Cuenta la leyenda familiar que me abuelo, nacionalista vasco, se pasó media guerra escondido en los tejados de su pueblo, la villa de Salinas de Añana. En ocasiones, bajaba de los tejados a buscar comida o por aburrimiento. Una de esas veces, temiendo ser sorprendido por los soldados franquistas, se vistió con el uniforme de un golpista muerto. Antes de que tuviera la oportunidad de regresar a sus tejados, comenzó a recibir órdenes y acabó tomando Teruel, donde se le congeló la pierna que le tuvieron que amputar.
Como mi abuelo fue uno de los fundadores del Partido Nacionalista Vasco en Salinas de Añana, después de la guerra, lejos de recibir honores de héroe por parte de los franquistas tras haber sido uno de los primeros en entrar en Teruel, su familia se moría de hambre.
Mi padre, nacido en 1932, era el mayor de nueve hermanos. La única manera que encontró mi abuelo para evitar que sus hijos e hijas murieran por inanición fue entregarlos a curas y monjas que se los llevaron a seminarios y conventos. Ocho de los nueve hermanos y hermanas llegaron a ser sacerdotes o monjas en algún momento de sus vidas. De ellos, solo mi tío Ramón ha seguido siendo sacerdote toda su vida.
Mi padre tenía 10 años cuando frailes franciscanos lo tomaron bajo tutela y lo llevaron a un seminario casi en el otro extremo de España, en Martos, Jaén. Pero los frailes no tenían muchos más recursos que la familia de mi padre. La mejor temporada era la época de los garbanzos. Los agricultores de la zona regalaban garbanzos al seminario y los seminaristas podían así comer unas semanas todos los días sopa de agua con garbanzos. Tras la recolección de la aceituna, en el seminario desayunaban y cenaban pan con aceite. Lo de almorzar era un lujo inalcanzable.
Las noches más frías durante el invierno y a falta de leña para calentar el seminario, los frailes sacaban al patio a los seminaristas y los ponían a correr alrededor del claustro. Así trataban de evitar que alguno se muriera de frío en su catre durante la noche como no era raro que sucediera.
Mi padre juró los votos franciscanos de pobreza, obediencia y castidad. Se licenció en Salamanca de Teología y de Filosofía y estudió una diplomatura en Psicología. El voto de pobreza no lo abandonó nunca. En mi casa no faltó un plato de comida ni pasamos frío y siempre hubo libros, pero ningún lujo o gasto superfluo. Para los caprichos, mi hermana, Gloria, mi hermano, Elías, y yo, siempre tuvimos a mi madre, Mari Gloria, que los contrabandeaba en la casa para nosotros.

**Bloque de datos:**
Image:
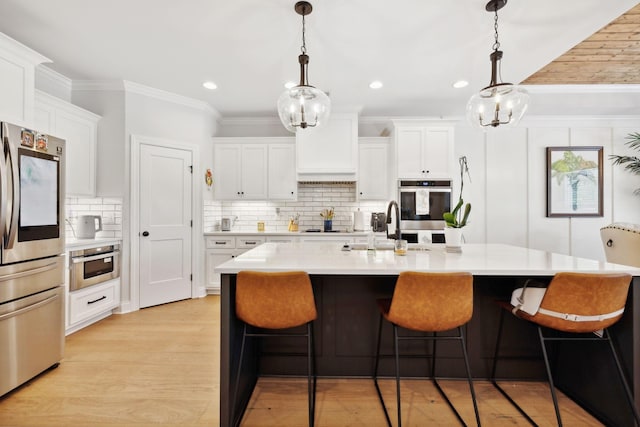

**Partes del ejercicio:**
(a) Resuma en forma de lista el párrafo del relato familiar que comienza con «Mi padre tenía 10 años» y conserve sus datos principales.
(b) Prolongue el relato familiar a partir del punto en que se detiene.
El material no interviene en nada de esto.

**Resultados en orden:**
(a)
- A los 10 años, unos frailes franciscanos tomaron al padre bajo su tutela y lo llevaron a un seminario en Martos, Jaén.
- Los frailes apenas tenían más recursos que la familia.
- En la época de los garbanzos, que regalaban los agricultores de la zona, los seminaristas comían a diario sopa de agua con garbanzos durante unas semanas.
- Tras la recolección de la aceituna, desayunaban y cenaban pan con aceite.
- Almorzar era un lujo inalcanzable.

(b)
Mi padre dejó Salamanca y regresó al País Vasco, donde se recorrió cada rincón de la provincia de Álava en burro pidiendo donaciones y reclutando potenciales seminaristas. Luego lo destinaron a Chipiona, el pueblo de mi madre, para hacerse cargo como principal del Santuario de la Virgen de Regla. Algunos de aquellos jóvenes reclutados en las montañas más inaccesibles de Euskal Herria, que todavía siguen siendo franciscanos y que lo querían mucho, me contaron que mi padre llegó a cobrar cierta notoriedad en los cónclaves eclesiásticos de la época a nivel nacional defendiendo que “a los niños ni se les toca ni se les golpea”.
En Chipiona, organizó ejercicios espirituales mixtos para jóvenes en los que novedosamente participaban juntos muchachos y muchachas. En esos ejercicios espirituales conoció a mi madre, que era muy devota, y lo ha seguido siendo siempre. Mi padre llegó a darle la comunión y a confesar a mi madre.
Según la historia oficial familiar contada por mi madre, sin que hubiera pasado nada más allá que una relación platónica entre ellos, ella se fue a trabajar a Madrid y perdieron el contacto.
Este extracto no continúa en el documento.